■ Task brief: Quote every line from the one containing "as [316, 158]." through the final line, both included, with no changes.

■ Material shown:

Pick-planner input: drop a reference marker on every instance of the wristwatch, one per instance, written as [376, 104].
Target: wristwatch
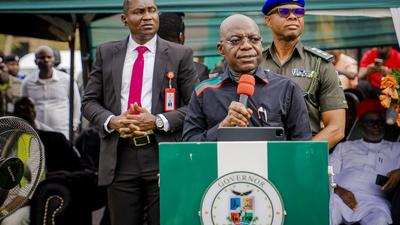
[159, 123]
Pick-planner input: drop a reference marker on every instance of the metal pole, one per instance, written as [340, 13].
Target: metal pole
[71, 40]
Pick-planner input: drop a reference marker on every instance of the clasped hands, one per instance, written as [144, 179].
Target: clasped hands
[238, 115]
[349, 198]
[134, 122]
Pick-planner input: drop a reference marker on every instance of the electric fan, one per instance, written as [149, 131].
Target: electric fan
[22, 163]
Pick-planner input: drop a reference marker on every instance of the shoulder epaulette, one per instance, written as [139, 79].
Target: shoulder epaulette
[215, 82]
[320, 53]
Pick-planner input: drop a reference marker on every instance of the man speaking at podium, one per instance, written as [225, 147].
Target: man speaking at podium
[277, 101]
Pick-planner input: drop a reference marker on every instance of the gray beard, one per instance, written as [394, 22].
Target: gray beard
[236, 76]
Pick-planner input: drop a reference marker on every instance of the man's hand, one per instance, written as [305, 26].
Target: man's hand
[347, 197]
[130, 124]
[144, 120]
[238, 115]
[394, 179]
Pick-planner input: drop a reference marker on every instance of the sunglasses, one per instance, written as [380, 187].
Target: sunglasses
[371, 123]
[239, 40]
[285, 12]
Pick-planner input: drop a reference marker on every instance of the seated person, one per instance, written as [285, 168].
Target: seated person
[356, 164]
[58, 150]
[215, 103]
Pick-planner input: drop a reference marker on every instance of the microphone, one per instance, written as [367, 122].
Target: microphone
[245, 88]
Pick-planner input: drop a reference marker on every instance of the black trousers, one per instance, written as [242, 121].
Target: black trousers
[135, 186]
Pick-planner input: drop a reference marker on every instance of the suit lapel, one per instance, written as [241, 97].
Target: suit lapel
[159, 75]
[119, 52]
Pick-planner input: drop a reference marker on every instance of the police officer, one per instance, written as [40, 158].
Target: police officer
[214, 102]
[309, 67]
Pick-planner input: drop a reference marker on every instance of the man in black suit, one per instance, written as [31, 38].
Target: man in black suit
[172, 28]
[132, 127]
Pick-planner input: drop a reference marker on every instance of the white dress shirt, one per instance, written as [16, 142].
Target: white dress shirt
[147, 84]
[51, 100]
[356, 165]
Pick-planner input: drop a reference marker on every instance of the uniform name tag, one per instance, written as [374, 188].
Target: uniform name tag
[169, 103]
[301, 73]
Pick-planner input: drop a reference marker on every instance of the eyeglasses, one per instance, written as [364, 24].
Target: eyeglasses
[239, 40]
[285, 12]
[371, 123]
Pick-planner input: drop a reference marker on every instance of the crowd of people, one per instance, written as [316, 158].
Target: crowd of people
[146, 89]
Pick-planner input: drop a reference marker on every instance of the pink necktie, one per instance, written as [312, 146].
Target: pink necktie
[135, 90]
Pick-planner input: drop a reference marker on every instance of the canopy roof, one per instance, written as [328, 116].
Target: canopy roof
[114, 6]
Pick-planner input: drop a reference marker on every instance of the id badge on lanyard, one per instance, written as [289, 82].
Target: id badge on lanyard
[170, 95]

■ Answer to the exercise:
Pick-planner input: drop a reference marker on every instance of the crowd of people, one per instance, written as [316, 158].
Target: crowd of people
[146, 89]
Pick-planner input: drop a reference marker on every instance of the pink necktie, one per instance, written as [312, 146].
Target: pink necktie
[135, 90]
Pick-planner input: drop a reference marker on every instance of the canopy roof, one per instance, written as [328, 116].
Target: canopy roof
[114, 6]
Pick-planner input: drop a reference marker on every instance of the id badge on lanyard, one per instance, written as [289, 82].
Target: id badge on lanyard
[170, 95]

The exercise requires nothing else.